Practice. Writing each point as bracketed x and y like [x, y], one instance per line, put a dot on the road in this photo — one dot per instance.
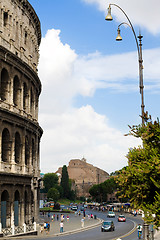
[124, 230]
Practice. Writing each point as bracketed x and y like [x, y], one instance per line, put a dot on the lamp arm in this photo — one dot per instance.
[130, 25]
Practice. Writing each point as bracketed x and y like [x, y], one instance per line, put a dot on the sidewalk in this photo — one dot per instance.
[157, 235]
[73, 225]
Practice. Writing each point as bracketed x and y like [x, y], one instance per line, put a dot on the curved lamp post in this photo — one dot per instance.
[139, 49]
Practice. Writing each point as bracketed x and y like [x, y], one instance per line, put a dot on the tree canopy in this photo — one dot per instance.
[140, 180]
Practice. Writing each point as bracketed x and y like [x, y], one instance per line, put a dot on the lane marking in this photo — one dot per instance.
[130, 232]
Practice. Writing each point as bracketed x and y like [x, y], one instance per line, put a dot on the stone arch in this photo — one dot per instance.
[32, 206]
[4, 85]
[26, 207]
[5, 209]
[16, 207]
[25, 95]
[18, 147]
[5, 19]
[33, 152]
[27, 150]
[32, 101]
[6, 145]
[16, 91]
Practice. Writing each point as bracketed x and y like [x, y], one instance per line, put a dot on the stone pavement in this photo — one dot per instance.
[72, 225]
[157, 235]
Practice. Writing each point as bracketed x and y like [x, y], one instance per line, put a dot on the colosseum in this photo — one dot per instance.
[20, 133]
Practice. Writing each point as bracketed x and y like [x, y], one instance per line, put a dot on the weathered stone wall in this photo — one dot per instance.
[20, 133]
[85, 175]
[20, 30]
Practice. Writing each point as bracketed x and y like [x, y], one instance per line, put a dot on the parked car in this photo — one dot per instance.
[121, 218]
[111, 214]
[107, 226]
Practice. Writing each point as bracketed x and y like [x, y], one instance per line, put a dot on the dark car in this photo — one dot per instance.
[121, 218]
[107, 226]
[111, 214]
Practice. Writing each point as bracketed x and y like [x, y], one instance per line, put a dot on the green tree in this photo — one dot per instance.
[140, 180]
[65, 182]
[50, 180]
[53, 194]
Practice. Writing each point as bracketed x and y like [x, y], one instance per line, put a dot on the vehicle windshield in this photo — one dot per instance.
[106, 223]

....................

Exercise brief: What you write should match, character for character, the lines from the one with "the stone pavement" to the end of the data, both included.

Response to this exercise:
Practice. Writing each point as bracketed x and y like [x, y], one instance per line, put a dot on the stone pavement in this photo — one dot per instance.
[72, 225]
[157, 235]
Practice. Writing each point as bracketed x and y like [x, y], one instance per line, put a dot on the colosseum in this photo — one dot per instance.
[20, 133]
Practice. Writing each point as bracketed x and y like [x, y], one instance per line, put a dot on the weathered stone wall in this photo — one dot per instance.
[20, 133]
[85, 175]
[20, 30]
Practice. Writing each point as bracketed x and y like [x, y], one instance per line, put a dot on the parked car in this photo — one dot per instance.
[121, 218]
[111, 214]
[107, 226]
Practice. Writing each point as bracketed x and y like [x, y], one instance per line, put a dot on the dark car in this photo — one dot per instance.
[121, 218]
[107, 226]
[111, 214]
Practice. Writing each point as bracketed x and y like [x, y], one instance per line, put a dot on the green tree in this photo — one dot per instance.
[140, 180]
[65, 182]
[50, 180]
[53, 194]
Practice. Writing each point as bracketed x and y like [x, y], one instance per line, put a dot on the vehicle windshield in this photo — one dot per instance.
[106, 223]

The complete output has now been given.